----- Extracted information
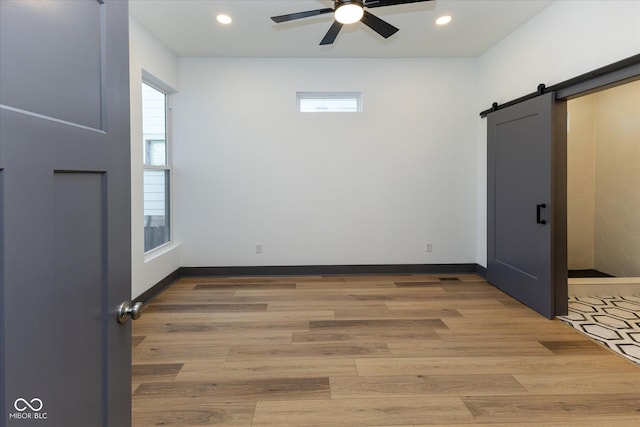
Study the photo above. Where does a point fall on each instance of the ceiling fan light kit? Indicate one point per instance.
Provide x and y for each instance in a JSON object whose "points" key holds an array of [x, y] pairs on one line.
{"points": [[349, 12]]}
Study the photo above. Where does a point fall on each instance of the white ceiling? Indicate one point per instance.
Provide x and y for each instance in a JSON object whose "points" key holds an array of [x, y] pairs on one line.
{"points": [[189, 28]]}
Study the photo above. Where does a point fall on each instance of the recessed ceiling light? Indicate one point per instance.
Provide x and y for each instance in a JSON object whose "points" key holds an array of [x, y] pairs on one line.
{"points": [[224, 19], [443, 20]]}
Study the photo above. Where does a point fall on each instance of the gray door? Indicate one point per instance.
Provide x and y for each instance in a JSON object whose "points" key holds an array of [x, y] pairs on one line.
{"points": [[524, 204], [64, 213]]}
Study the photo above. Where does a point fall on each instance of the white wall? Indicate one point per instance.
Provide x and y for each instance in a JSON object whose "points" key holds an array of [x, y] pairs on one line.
{"points": [[322, 189], [149, 56], [566, 39]]}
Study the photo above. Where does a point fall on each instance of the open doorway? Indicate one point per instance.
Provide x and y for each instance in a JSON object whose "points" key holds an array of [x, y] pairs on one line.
{"points": [[603, 191]]}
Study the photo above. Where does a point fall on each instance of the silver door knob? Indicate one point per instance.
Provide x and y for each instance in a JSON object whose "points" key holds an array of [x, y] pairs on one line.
{"points": [[125, 310]]}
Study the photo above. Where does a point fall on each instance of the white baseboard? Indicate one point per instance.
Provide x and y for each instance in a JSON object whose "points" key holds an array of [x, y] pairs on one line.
{"points": [[604, 286]]}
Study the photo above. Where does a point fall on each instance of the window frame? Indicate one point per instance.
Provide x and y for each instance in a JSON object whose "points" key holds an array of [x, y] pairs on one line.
{"points": [[153, 83], [329, 95]]}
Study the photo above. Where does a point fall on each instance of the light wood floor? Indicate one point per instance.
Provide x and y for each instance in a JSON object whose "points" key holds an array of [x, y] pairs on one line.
{"points": [[407, 350]]}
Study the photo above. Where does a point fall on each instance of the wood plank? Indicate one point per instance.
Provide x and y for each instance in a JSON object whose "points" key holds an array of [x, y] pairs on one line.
{"points": [[377, 324], [155, 372], [609, 362], [240, 391], [204, 308], [581, 347], [555, 408], [581, 383], [310, 351], [425, 385], [383, 366], [362, 412], [476, 348], [365, 335], [190, 412], [265, 368]]}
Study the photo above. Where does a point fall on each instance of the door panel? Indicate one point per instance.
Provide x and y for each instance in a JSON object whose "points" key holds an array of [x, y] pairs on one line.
{"points": [[28, 84], [65, 202], [522, 248], [79, 248]]}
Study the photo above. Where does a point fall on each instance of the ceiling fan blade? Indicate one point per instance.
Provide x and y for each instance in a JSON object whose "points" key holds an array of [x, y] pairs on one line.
{"points": [[381, 27], [331, 35], [380, 3], [300, 15]]}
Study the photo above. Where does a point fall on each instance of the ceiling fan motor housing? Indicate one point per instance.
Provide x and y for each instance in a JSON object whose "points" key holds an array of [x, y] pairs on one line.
{"points": [[348, 11]]}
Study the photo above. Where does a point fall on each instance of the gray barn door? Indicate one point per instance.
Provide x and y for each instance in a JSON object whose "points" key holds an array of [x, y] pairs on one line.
{"points": [[523, 252], [64, 213]]}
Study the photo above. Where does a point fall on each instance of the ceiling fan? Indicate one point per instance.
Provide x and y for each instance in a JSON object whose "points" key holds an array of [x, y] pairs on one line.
{"points": [[349, 12]]}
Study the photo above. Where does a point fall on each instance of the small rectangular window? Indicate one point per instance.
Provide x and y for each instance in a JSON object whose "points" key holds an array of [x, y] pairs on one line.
{"points": [[157, 168], [329, 102]]}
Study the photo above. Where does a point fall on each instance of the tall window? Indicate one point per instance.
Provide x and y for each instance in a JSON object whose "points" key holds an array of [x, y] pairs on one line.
{"points": [[157, 168]]}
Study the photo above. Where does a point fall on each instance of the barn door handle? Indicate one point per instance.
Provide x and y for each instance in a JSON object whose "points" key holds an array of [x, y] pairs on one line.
{"points": [[125, 310], [539, 208]]}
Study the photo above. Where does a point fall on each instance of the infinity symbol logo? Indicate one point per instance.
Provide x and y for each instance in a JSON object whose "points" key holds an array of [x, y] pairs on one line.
{"points": [[22, 404]]}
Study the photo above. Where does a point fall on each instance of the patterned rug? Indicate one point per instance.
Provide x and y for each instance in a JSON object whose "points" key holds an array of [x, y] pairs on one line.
{"points": [[612, 321]]}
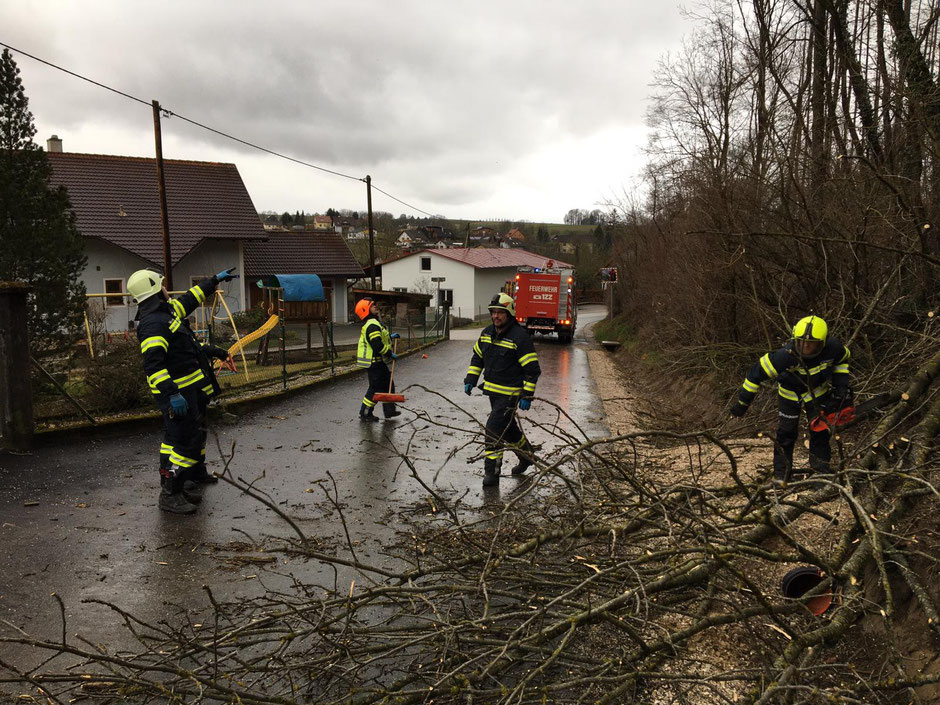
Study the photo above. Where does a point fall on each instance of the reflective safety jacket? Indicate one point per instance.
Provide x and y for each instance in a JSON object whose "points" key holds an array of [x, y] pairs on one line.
{"points": [[507, 360], [798, 379], [374, 343], [173, 357]]}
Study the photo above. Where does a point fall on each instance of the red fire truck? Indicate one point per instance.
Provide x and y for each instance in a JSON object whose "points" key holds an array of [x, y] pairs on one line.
{"points": [[545, 300]]}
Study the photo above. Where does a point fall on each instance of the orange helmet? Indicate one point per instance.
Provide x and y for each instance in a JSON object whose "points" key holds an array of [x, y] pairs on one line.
{"points": [[362, 308]]}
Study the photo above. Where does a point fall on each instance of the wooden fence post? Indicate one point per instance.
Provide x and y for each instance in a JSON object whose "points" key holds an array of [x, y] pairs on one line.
{"points": [[16, 398]]}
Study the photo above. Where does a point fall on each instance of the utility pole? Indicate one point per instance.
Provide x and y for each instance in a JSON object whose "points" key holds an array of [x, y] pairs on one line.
{"points": [[371, 231], [161, 185]]}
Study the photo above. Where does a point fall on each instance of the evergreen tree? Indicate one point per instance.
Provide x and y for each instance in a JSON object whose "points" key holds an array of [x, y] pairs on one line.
{"points": [[39, 241]]}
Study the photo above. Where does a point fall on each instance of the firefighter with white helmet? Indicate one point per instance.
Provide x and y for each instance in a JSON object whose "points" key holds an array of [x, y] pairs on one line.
{"points": [[506, 358], [182, 380], [811, 372]]}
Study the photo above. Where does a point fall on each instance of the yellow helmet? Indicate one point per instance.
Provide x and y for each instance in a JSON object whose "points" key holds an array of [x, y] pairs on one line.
{"points": [[143, 284], [811, 328], [504, 302]]}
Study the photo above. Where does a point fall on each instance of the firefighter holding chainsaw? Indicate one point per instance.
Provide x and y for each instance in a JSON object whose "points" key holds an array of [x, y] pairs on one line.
{"points": [[812, 373], [504, 354], [375, 352], [182, 380]]}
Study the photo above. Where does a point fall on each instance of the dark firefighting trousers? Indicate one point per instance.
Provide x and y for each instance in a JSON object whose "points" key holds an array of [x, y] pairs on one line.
{"points": [[379, 378], [787, 431], [184, 437], [502, 430]]}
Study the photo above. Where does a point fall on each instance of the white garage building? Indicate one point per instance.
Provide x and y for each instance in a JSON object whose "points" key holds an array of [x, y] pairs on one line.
{"points": [[470, 276]]}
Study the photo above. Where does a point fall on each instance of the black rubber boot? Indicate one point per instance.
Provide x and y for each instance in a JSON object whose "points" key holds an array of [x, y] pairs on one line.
{"points": [[367, 414], [201, 476], [525, 459], [191, 489], [171, 497], [490, 472]]}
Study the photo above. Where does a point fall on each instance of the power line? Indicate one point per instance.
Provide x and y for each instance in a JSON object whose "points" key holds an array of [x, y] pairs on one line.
{"points": [[170, 113], [401, 201]]}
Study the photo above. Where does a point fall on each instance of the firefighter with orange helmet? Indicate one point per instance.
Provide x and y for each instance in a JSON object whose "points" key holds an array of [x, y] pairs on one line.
{"points": [[374, 352]]}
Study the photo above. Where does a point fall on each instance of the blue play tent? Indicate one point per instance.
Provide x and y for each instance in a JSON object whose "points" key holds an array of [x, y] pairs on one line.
{"points": [[297, 287]]}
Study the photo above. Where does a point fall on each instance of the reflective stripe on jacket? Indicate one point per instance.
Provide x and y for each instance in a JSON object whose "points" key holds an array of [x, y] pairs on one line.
{"points": [[507, 361], [173, 358], [374, 342], [798, 379]]}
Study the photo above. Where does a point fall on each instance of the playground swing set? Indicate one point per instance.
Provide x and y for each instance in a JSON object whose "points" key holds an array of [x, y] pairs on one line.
{"points": [[297, 298]]}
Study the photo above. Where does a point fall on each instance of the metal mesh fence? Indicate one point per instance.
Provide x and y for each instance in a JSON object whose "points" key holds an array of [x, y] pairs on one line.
{"points": [[103, 377]]}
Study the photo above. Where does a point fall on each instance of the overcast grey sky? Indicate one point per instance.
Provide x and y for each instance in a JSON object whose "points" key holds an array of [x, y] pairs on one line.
{"points": [[507, 109]]}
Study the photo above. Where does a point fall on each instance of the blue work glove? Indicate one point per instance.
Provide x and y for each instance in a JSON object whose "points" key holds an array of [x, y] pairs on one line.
{"points": [[178, 405], [225, 275]]}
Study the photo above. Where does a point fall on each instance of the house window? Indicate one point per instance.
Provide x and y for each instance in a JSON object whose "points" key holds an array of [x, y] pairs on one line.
{"points": [[114, 286]]}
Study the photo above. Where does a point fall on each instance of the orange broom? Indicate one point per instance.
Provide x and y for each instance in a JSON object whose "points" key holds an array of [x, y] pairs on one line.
{"points": [[390, 398]]}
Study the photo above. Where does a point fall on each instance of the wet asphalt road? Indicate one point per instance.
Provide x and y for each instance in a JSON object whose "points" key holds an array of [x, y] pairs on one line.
{"points": [[81, 519]]}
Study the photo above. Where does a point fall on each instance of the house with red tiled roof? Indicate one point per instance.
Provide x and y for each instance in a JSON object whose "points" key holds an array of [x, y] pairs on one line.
{"points": [[325, 254], [117, 209], [471, 276]]}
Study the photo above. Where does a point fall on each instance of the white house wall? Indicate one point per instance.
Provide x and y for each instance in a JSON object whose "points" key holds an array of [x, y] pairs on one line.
{"points": [[406, 273], [105, 261], [473, 288]]}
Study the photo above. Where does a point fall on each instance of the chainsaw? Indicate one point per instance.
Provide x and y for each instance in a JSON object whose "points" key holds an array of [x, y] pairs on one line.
{"points": [[848, 414]]}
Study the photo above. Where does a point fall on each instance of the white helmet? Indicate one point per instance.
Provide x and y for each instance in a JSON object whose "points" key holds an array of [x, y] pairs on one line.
{"points": [[143, 284]]}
----------
(Task directions) Would you quote, exactly and only, the lines from the one containing "road? Indicate one point per instance." to the end of the entries?

(Solution)
Study the photo above. Where does a point fall on each instance of the wet asphalt road? Indicate one point per instance.
Provide x and y for each instance in a JSON object whose "points" key holds an array of [x, y] pairs on one line.
{"points": [[81, 519]]}
Study the photo above. Where does a point fall on each instance of the house with red tiled roof? Indicate one point per instance.
Provide x and y for each instance in a JSON object whose "points" key holds an array of [x, y] pairs on one line.
{"points": [[325, 254], [117, 209], [471, 276]]}
Study the photo above. Where does a point fall on each instance of the white house wall? Indicate one point per instance.
Provide x and y for each instance in a JSON object whose "points" key holds an array of [x, y] pairs on one line.
{"points": [[406, 273], [105, 261], [473, 288]]}
Study the photo above. Where does a point fall on each instance of the chainsaw? Indicate one point per instance.
Provide x and y for each instance in a JSON object whose "points" key holds an array of [x, y] pairs on one line.
{"points": [[848, 414]]}
Study the photo above. Where does a point fall on each instance of the white helmet? Indicate one point per instance.
Provide x and y for each instance in a JSON object whose "points" key holds an array of [x, y] pairs on one line.
{"points": [[143, 284]]}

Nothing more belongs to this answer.